--- Data for this task ---
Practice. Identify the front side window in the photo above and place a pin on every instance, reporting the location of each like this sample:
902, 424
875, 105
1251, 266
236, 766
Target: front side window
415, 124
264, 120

--- Instructions to follow ---
Nothing is to be left out. Repeat the whole listing exactly.

--- Response area ---
Practice. Identify the front side window in the photo above and place a pin on every instance, reporting the location of each like this sample:
902, 424
875, 105
1251, 266
236, 766
Target: front side window
415, 124
264, 120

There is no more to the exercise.